* _TO DO_: Only these lines of the data below are wanted: the one with "like [39, 212].", the one with "like [134, 247].", and any lines between them, each repeated exactly.

* _DATA IN THIS EXERCISE_:

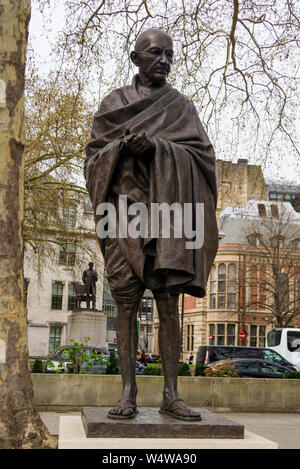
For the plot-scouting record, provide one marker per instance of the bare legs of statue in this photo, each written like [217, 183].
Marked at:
[169, 345]
[127, 338]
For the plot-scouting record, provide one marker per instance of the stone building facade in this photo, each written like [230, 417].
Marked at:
[49, 280]
[236, 301]
[224, 312]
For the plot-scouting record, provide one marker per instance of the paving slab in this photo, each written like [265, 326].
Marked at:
[149, 423]
[72, 436]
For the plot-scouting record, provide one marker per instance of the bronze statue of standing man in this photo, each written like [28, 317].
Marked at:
[149, 145]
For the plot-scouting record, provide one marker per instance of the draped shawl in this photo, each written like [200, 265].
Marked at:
[181, 170]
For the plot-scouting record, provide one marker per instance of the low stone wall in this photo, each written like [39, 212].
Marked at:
[71, 392]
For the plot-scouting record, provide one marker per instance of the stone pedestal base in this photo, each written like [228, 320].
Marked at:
[149, 423]
[85, 323]
[72, 436]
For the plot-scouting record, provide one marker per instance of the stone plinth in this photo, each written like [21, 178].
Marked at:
[149, 423]
[85, 323]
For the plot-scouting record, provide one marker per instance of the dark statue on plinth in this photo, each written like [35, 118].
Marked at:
[149, 145]
[87, 291]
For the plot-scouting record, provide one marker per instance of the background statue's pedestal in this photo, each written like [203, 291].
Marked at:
[72, 433]
[87, 323]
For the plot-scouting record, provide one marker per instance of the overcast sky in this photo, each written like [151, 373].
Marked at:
[42, 36]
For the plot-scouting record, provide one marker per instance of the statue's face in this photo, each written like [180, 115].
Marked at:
[154, 56]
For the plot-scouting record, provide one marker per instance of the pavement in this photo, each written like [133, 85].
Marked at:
[279, 427]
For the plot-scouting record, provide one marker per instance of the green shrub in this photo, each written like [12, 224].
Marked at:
[291, 375]
[37, 366]
[183, 369]
[154, 371]
[200, 369]
[112, 365]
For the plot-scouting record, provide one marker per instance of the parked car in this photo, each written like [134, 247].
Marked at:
[211, 353]
[61, 358]
[152, 358]
[286, 341]
[254, 367]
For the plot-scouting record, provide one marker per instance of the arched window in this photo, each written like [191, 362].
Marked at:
[283, 292]
[231, 289]
[213, 288]
[221, 286]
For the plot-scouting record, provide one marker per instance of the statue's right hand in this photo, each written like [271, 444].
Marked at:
[139, 144]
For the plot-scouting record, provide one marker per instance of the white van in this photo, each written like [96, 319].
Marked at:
[286, 341]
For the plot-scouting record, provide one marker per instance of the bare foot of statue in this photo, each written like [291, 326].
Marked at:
[179, 410]
[125, 409]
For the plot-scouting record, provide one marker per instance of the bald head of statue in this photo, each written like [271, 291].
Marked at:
[153, 54]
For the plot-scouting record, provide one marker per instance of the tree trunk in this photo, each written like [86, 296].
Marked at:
[20, 424]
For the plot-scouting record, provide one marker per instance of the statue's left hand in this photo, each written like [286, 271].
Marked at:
[139, 144]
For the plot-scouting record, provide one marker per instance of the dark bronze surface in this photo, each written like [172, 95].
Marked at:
[149, 423]
[148, 144]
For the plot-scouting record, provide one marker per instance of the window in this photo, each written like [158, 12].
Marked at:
[220, 334]
[261, 210]
[293, 341]
[67, 253]
[248, 366]
[57, 294]
[273, 356]
[212, 329]
[111, 323]
[255, 239]
[274, 338]
[230, 334]
[221, 286]
[283, 291]
[271, 369]
[257, 336]
[54, 338]
[254, 287]
[262, 288]
[69, 216]
[274, 211]
[71, 296]
[190, 337]
[231, 289]
[213, 288]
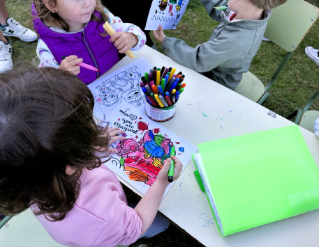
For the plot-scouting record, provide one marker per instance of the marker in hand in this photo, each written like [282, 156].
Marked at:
[111, 31]
[172, 166]
[84, 65]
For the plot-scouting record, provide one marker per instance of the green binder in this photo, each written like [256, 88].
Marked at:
[258, 178]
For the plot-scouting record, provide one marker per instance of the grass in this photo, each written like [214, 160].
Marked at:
[296, 83]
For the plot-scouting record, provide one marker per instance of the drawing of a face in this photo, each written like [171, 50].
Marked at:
[133, 97]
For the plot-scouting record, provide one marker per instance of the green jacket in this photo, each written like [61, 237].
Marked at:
[228, 52]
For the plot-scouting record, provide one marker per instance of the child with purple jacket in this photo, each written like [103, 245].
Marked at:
[74, 30]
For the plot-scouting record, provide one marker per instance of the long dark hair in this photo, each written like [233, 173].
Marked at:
[46, 123]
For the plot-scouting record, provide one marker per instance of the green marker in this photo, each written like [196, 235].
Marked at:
[172, 166]
[163, 85]
[221, 8]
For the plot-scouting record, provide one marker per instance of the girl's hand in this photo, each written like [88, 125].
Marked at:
[163, 174]
[124, 41]
[159, 34]
[70, 63]
[113, 133]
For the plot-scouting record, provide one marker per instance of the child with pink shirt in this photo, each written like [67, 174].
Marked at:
[51, 159]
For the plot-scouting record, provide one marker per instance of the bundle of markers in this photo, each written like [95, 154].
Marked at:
[162, 88]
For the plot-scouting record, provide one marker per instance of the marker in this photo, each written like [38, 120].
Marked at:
[84, 65]
[172, 73]
[182, 86]
[152, 96]
[163, 85]
[151, 82]
[168, 85]
[221, 8]
[173, 87]
[168, 100]
[154, 89]
[162, 100]
[162, 70]
[148, 89]
[154, 73]
[144, 90]
[173, 96]
[160, 89]
[182, 78]
[159, 102]
[151, 100]
[172, 166]
[166, 79]
[177, 95]
[111, 31]
[165, 72]
[158, 77]
[142, 84]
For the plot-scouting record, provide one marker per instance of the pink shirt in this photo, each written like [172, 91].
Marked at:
[100, 216]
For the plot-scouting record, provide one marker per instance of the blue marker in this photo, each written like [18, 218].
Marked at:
[172, 87]
[166, 79]
[176, 95]
[160, 89]
[144, 90]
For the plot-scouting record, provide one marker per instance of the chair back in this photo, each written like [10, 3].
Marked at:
[25, 230]
[290, 22]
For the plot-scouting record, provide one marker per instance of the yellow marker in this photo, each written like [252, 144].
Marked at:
[159, 102]
[158, 77]
[171, 74]
[111, 31]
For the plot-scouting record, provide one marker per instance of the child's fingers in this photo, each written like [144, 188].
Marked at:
[115, 131]
[126, 48]
[117, 138]
[70, 58]
[113, 150]
[76, 61]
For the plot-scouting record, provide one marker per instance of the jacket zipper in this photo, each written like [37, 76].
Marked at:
[92, 56]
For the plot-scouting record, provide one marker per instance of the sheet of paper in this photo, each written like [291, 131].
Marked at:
[140, 157]
[168, 13]
[120, 86]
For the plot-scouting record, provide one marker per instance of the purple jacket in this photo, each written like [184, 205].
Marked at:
[95, 49]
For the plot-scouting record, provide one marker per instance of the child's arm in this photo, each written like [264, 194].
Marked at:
[45, 56]
[128, 36]
[206, 56]
[149, 204]
[212, 12]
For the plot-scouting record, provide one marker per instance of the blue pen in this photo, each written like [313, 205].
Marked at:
[172, 87]
[144, 90]
[166, 79]
[176, 95]
[160, 89]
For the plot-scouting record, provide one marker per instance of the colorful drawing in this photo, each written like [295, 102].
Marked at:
[123, 86]
[162, 12]
[142, 160]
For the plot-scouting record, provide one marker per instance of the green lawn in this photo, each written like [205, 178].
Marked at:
[296, 83]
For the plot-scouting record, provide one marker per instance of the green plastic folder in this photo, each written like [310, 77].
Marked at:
[258, 178]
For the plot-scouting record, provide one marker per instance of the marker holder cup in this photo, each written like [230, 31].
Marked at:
[160, 114]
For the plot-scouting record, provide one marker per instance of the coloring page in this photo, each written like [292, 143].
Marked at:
[168, 13]
[140, 157]
[120, 86]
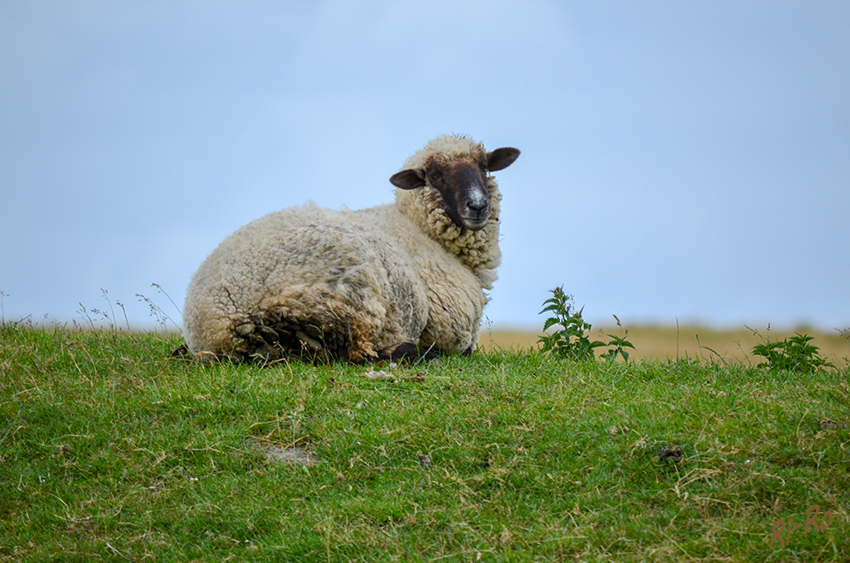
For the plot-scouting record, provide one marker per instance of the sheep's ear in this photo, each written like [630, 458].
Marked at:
[408, 179]
[500, 159]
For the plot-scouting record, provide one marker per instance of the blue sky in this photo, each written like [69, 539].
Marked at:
[681, 161]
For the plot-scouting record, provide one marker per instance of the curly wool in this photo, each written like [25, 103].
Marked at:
[348, 284]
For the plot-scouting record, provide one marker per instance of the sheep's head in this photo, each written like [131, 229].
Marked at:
[461, 180]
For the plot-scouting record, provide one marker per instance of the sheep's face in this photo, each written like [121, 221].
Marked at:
[461, 182]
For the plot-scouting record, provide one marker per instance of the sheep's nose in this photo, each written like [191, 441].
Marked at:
[477, 206]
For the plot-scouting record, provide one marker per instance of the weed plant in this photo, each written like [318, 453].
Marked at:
[572, 339]
[791, 354]
[112, 451]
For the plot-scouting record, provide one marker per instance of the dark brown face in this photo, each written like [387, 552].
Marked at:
[461, 182]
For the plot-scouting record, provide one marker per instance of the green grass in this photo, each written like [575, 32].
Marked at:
[109, 451]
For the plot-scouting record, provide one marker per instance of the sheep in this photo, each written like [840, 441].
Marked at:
[392, 282]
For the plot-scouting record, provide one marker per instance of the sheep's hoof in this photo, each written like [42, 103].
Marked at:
[407, 352]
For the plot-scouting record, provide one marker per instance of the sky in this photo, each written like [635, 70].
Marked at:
[681, 161]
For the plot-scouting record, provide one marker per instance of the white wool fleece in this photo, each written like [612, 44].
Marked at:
[379, 277]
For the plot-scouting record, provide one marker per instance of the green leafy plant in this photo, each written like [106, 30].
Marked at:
[571, 339]
[790, 354]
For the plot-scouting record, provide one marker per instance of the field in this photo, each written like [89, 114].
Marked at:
[111, 450]
[686, 342]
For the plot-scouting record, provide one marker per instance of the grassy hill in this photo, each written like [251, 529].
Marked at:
[112, 451]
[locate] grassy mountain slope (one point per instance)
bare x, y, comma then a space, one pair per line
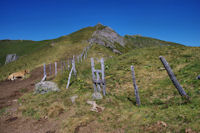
34, 54
20, 47
160, 100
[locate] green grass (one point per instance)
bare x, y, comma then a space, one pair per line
159, 98
33, 54
19, 47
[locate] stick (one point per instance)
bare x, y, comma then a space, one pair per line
73, 66
49, 69
93, 75
136, 88
98, 84
61, 67
70, 74
55, 68
64, 66
173, 78
103, 76
68, 64
44, 66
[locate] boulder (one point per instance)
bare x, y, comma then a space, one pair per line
11, 58
97, 95
45, 87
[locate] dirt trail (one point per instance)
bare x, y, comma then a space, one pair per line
10, 91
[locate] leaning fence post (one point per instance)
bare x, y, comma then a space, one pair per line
64, 65
93, 74
55, 68
70, 74
103, 76
173, 78
49, 69
61, 67
68, 65
74, 66
44, 66
135, 86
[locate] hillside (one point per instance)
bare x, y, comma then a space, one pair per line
159, 98
35, 53
162, 108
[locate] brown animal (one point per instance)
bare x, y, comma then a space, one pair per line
16, 75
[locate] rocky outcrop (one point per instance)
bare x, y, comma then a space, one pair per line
107, 37
11, 58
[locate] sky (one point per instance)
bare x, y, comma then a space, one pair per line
171, 20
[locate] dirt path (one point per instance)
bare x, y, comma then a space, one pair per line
10, 91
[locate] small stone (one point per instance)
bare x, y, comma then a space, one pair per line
45, 87
97, 95
73, 98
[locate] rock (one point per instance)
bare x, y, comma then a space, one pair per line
95, 107
97, 95
107, 37
11, 58
73, 98
116, 51
161, 123
46, 86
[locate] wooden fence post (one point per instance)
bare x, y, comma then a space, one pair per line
61, 67
103, 76
55, 68
74, 66
173, 78
44, 66
68, 65
136, 88
64, 65
93, 74
50, 69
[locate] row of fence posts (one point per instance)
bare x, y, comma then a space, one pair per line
79, 58
97, 82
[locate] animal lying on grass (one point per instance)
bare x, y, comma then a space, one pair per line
17, 75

* _SOLUTION BELOW_:
For the plot-scouting record, provide one marker per instance of the low stone wall in this photo, each written like [39, 212].
Marked at:
[71, 392]
For the plot-scouting record, provide one marker per instance of the stone pedestal base in this photo, each written like [228, 320].
Marked at:
[149, 423]
[85, 323]
[72, 436]
For the plot-scouting record, provide one marker per instance of the stone plinth in this photo, each written like [21, 178].
Marked at:
[149, 423]
[85, 323]
For the plot-scouting record, provide one marker per instance of the dark statue on plinth in this photo, each written like [35, 118].
Marked at:
[149, 145]
[87, 291]
For the plot-scouting record, provide one marker per instance of the background statue's pedestal in this photo, each written like [203, 291].
Marked at:
[72, 433]
[87, 323]
For the plot-scouting record, provide one marker per instance of the overcast sky in this photo, each written like [151, 373].
Marked at:
[42, 36]
For the plot-scouting record, provide one marker per instance of the statue's face in this photo, each written like [180, 115].
Marked at:
[154, 56]
For the plot-scouting record, provide one marker per instance of the pavement in this photo, each written like [133, 85].
Marked at:
[279, 427]
For the plot-scouting record, provide one marker per instance of the green shrub in this photo, each written like [12, 224].
Marked at:
[291, 375]
[37, 366]
[183, 369]
[154, 371]
[200, 369]
[112, 365]
For the plot-scouting record, provide one marker per instance of the parked car in this photo, each written like [134, 247].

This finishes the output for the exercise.